▶ Do this
Copy the records below, renaming every "Target" as "Label" and leaving everything else unchanged. Leave the pictures out of your answer.

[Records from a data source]
◇ ◇ ◇ ◇ ◇ ◇ ◇
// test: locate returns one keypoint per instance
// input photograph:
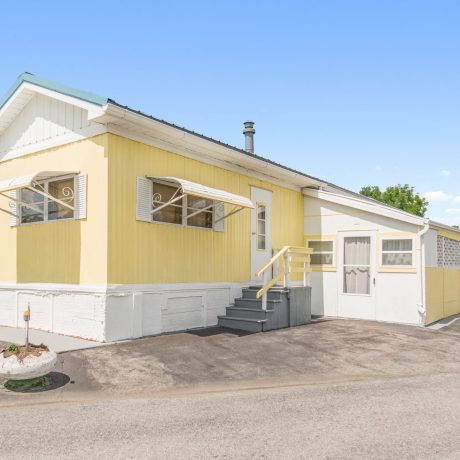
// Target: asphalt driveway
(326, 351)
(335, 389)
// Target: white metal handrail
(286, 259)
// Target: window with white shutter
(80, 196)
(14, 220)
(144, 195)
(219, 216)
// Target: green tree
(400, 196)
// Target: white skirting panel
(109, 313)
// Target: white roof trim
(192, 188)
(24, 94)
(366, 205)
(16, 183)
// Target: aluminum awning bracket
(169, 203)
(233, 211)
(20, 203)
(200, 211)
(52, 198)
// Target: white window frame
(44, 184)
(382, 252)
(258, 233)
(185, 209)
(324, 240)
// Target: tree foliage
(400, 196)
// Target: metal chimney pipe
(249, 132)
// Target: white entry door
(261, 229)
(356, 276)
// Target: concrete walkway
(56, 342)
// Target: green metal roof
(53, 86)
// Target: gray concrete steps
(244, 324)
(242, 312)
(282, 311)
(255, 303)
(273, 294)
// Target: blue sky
◇ ◇ ◇ ◇ ◇ ◇ ◇
▶ Result of the task
// test: locate returns one keypoint per instance
// input photograph:
// Label: asphalt driveway
(326, 351)
(335, 389)
// Label: white metal handrail
(286, 259)
// Label: window with white shutter
(80, 196)
(14, 220)
(144, 195)
(219, 216)
// Label: green tree
(400, 196)
// Label: white skirting panel
(109, 313)
// Label: white roof trim
(192, 188)
(24, 94)
(366, 205)
(16, 183)
// Label: aluminum awning bracket
(169, 203)
(233, 211)
(20, 203)
(200, 211)
(52, 198)
// Label: white window frame
(44, 184)
(382, 252)
(258, 233)
(185, 209)
(324, 240)
// Label: tree foliage
(400, 196)
// Label: metal chimney pipe
(249, 132)
// Label: white entry door
(261, 229)
(356, 276)
// Label: concrete walkway
(56, 342)
// Label: green metal roof
(53, 86)
// Label: gray concrete steps
(244, 324)
(242, 312)
(282, 311)
(255, 303)
(273, 294)
// Label: blue sky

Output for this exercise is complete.